Work instructions>
When the line containing "For every instance of the dark" is found in the data below, copy it and each line after it through the line containing "Target: dark glove", exactly and with no others.

Given data>
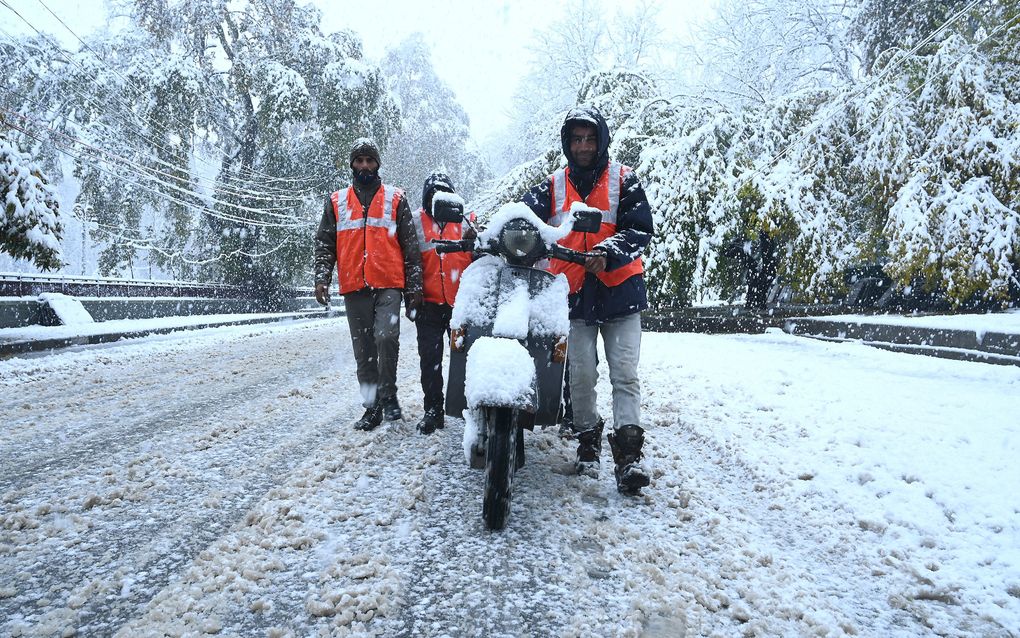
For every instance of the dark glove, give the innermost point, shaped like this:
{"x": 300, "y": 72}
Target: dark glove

--

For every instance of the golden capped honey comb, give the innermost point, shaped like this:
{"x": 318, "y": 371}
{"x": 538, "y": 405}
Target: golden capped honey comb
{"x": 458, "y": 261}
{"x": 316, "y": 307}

==

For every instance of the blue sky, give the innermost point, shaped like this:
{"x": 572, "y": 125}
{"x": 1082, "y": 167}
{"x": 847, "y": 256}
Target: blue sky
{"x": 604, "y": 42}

Result for this task>
For every instance of the dark glove, give the innermost point, shaped like this:
{"x": 300, "y": 72}
Target: dark glove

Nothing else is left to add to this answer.